What is needed: With pictures left out, write out exactly every line from the start of the data through the one that contains "Target to outline: distant hillside".

Data Block Start

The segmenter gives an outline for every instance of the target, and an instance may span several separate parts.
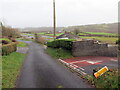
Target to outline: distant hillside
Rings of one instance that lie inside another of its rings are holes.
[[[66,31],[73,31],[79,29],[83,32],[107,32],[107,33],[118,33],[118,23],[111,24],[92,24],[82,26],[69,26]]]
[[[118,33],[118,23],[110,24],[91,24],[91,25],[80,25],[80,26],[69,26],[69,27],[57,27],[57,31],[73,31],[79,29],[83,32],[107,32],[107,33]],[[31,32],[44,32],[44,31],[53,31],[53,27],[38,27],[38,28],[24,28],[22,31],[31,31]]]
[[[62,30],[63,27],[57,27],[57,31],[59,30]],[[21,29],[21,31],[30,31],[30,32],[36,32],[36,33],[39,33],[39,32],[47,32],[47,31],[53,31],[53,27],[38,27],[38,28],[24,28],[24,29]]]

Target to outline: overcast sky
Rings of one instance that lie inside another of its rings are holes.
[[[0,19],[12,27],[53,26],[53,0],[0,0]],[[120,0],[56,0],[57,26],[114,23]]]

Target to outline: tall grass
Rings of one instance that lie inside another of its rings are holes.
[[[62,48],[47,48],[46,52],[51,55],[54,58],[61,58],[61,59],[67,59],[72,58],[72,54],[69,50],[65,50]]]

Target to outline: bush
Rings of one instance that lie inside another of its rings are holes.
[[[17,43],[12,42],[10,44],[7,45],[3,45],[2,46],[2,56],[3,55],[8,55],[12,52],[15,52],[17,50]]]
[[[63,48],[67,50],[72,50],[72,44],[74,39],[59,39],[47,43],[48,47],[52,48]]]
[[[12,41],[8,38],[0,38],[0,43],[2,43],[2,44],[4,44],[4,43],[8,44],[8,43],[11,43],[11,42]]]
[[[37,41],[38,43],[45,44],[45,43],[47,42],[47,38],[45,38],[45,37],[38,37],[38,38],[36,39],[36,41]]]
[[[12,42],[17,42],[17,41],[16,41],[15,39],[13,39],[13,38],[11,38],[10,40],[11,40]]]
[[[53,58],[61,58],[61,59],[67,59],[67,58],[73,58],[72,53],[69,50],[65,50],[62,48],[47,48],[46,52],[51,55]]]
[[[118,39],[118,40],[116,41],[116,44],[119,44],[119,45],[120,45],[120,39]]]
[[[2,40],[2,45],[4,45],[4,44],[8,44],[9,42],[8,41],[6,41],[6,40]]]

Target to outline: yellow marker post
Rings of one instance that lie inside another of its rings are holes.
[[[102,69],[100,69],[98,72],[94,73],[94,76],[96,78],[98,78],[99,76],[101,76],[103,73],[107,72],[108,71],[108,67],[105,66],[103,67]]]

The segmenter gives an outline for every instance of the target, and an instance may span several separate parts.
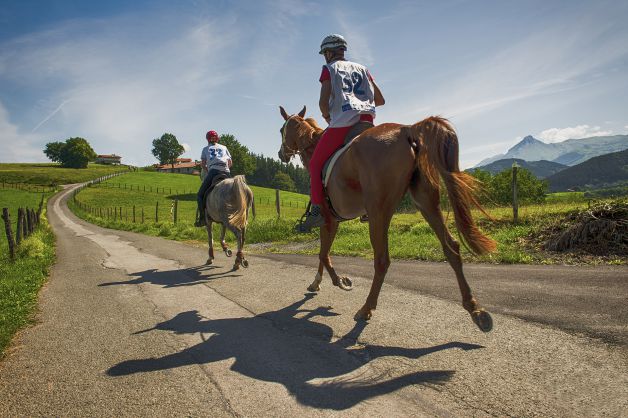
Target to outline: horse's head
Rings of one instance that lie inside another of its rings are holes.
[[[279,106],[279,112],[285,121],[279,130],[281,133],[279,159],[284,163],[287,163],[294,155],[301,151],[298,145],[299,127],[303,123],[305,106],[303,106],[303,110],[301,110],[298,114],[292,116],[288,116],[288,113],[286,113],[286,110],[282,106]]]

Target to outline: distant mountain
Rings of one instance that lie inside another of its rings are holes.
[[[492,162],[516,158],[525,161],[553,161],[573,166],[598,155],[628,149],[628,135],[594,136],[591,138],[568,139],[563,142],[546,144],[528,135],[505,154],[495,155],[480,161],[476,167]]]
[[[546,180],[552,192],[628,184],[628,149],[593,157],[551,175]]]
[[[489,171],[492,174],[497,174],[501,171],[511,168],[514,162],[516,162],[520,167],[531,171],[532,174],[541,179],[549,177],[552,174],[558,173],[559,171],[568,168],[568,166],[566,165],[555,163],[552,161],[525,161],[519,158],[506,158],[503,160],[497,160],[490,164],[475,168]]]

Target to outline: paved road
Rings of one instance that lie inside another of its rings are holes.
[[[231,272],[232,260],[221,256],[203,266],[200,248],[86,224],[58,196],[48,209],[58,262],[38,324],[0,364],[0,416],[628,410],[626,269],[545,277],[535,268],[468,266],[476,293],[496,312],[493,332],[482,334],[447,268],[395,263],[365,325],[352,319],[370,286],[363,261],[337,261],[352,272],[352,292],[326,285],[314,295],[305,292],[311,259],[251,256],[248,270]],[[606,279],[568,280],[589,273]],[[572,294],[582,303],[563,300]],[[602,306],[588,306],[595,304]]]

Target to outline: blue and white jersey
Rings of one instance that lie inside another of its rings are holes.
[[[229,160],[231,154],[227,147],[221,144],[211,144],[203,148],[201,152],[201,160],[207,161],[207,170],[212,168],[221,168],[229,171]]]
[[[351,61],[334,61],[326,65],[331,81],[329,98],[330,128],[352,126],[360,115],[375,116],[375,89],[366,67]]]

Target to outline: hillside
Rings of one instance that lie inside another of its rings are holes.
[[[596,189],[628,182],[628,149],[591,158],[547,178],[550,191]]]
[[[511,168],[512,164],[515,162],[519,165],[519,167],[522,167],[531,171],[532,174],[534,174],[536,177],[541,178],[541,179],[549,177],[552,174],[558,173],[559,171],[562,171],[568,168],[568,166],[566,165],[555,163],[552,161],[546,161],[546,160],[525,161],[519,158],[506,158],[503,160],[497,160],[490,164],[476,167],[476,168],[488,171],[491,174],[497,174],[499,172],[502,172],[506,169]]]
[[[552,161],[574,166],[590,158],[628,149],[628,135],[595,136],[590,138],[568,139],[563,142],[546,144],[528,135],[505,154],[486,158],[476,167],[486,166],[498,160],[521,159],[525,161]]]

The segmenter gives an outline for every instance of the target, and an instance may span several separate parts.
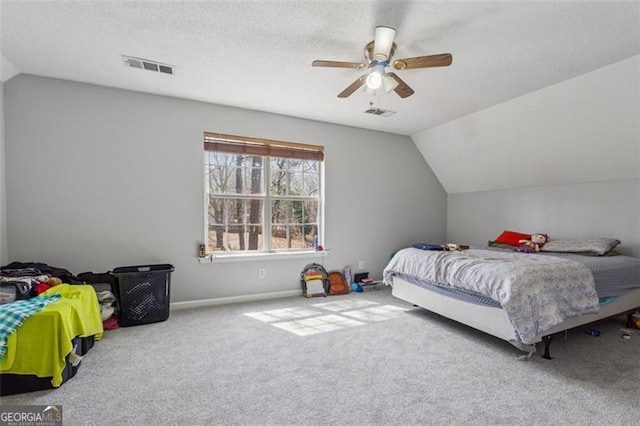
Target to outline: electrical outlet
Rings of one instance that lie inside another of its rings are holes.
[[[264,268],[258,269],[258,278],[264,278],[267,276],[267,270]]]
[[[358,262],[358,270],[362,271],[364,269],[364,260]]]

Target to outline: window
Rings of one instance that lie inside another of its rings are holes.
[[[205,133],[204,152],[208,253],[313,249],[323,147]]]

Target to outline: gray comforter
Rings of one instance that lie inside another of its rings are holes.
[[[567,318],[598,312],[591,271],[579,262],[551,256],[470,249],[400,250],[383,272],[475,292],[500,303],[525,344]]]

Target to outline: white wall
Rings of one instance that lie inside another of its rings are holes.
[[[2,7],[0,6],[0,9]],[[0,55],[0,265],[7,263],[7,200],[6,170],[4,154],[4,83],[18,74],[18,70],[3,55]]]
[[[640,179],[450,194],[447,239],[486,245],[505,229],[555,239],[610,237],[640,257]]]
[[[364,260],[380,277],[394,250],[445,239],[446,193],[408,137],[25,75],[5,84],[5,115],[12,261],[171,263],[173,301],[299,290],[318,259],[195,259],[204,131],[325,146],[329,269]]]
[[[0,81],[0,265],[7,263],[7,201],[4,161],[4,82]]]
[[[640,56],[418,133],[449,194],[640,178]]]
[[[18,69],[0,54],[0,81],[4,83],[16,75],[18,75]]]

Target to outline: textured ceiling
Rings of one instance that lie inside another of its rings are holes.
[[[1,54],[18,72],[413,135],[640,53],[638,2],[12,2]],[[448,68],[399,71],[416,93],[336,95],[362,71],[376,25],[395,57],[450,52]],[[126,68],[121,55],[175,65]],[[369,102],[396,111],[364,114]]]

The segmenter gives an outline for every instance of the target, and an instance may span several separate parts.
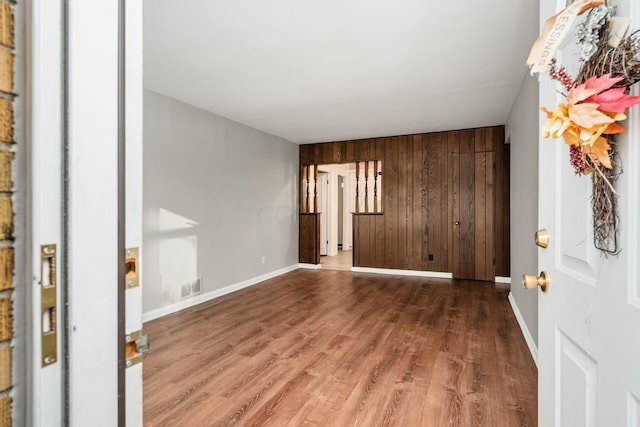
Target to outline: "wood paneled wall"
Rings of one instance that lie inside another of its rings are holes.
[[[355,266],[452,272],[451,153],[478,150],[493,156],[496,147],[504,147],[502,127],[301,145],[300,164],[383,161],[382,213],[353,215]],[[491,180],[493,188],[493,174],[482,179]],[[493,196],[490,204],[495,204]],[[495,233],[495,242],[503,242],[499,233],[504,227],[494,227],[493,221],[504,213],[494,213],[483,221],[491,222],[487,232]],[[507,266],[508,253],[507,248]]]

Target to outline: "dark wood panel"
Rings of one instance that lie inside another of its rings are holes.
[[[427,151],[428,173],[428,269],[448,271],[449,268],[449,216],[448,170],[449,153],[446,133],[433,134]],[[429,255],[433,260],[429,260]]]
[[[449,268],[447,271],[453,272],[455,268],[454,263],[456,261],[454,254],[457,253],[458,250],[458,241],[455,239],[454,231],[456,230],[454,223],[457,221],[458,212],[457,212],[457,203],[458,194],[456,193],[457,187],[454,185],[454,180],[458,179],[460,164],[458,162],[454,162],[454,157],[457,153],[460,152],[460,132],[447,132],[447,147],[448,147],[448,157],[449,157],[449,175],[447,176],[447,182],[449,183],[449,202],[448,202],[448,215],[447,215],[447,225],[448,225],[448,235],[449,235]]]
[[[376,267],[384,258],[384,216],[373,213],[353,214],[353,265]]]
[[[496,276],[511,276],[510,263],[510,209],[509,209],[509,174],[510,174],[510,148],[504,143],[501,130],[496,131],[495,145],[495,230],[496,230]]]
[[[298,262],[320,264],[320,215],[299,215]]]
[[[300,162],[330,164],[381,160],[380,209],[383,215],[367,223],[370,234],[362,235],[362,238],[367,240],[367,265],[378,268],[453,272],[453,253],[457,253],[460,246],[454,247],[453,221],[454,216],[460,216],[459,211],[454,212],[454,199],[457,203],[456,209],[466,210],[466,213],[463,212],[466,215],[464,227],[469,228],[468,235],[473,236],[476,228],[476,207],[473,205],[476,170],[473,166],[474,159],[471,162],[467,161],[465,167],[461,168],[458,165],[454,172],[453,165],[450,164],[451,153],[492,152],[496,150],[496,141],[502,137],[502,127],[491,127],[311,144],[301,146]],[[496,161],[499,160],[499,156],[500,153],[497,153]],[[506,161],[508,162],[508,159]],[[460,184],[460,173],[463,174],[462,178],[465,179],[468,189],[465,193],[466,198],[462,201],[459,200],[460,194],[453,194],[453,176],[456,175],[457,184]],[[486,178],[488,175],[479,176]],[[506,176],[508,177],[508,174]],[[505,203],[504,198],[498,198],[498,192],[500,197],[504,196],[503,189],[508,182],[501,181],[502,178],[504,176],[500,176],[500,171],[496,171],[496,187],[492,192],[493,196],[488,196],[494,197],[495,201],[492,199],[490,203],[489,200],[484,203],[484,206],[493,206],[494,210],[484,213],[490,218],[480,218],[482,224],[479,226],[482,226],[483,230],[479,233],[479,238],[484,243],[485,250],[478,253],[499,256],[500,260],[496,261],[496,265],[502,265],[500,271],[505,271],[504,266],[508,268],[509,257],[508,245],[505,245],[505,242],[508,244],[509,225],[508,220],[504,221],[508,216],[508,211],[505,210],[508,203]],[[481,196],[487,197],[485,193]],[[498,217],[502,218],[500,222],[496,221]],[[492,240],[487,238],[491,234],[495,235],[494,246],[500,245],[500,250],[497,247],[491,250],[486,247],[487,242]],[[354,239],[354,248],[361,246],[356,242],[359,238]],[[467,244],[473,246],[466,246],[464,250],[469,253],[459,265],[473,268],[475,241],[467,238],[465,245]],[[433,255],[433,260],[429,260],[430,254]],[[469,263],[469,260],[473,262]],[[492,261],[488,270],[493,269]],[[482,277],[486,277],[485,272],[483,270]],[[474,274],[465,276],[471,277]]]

Data Block End

Exercise solution:
The segmenter gives an outline for every instance of the target, and an instance may span several separate parts.
Target to outline: distant hillside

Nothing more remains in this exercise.